■ Job ■
Please count the lines in the rows below that contain the string "Target" and give only that number.

■ Information supplied ■

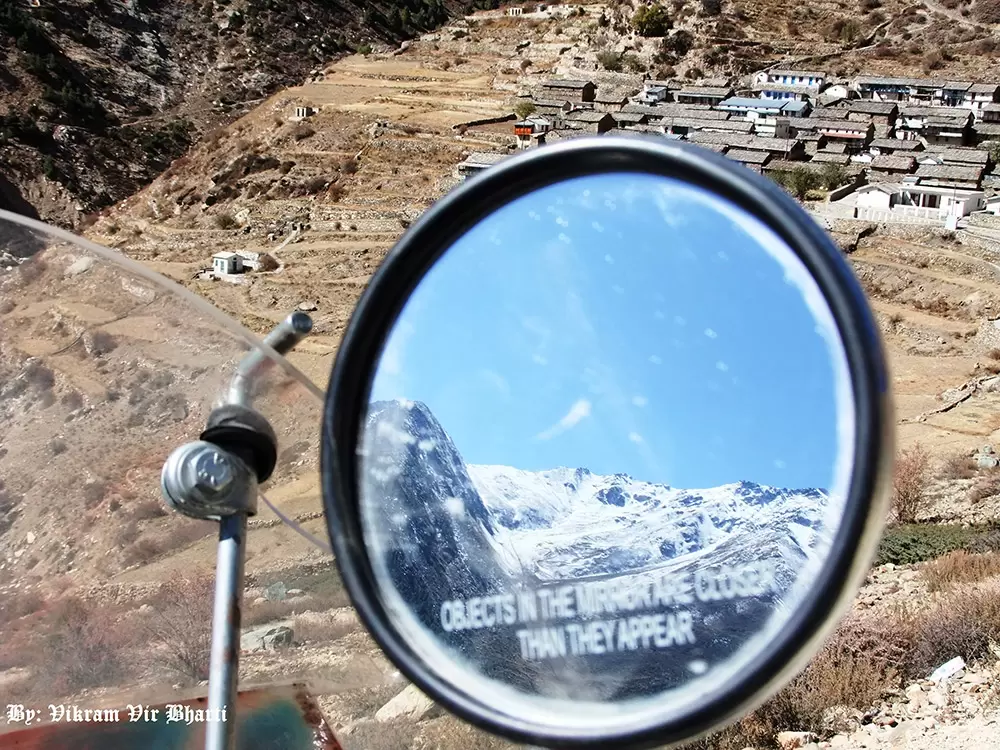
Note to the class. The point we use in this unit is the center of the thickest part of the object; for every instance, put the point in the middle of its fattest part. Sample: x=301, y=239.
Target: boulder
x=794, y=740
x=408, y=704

---

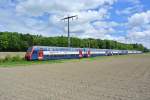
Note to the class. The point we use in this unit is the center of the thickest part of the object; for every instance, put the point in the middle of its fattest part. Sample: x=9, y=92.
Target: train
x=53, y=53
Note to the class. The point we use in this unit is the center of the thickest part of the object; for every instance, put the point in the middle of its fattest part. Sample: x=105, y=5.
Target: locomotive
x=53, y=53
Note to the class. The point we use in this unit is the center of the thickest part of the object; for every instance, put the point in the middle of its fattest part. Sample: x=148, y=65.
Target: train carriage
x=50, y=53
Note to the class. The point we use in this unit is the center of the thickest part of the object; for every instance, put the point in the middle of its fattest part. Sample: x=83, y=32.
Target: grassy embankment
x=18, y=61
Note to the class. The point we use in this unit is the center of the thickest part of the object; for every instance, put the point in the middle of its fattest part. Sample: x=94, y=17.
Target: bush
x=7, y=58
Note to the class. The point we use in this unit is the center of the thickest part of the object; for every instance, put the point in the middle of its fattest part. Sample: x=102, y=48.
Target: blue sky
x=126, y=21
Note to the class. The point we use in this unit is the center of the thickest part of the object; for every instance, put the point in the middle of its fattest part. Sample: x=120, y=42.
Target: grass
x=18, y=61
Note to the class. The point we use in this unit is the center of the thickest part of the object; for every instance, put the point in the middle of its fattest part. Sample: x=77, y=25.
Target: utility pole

■ Response to this exercise ■
9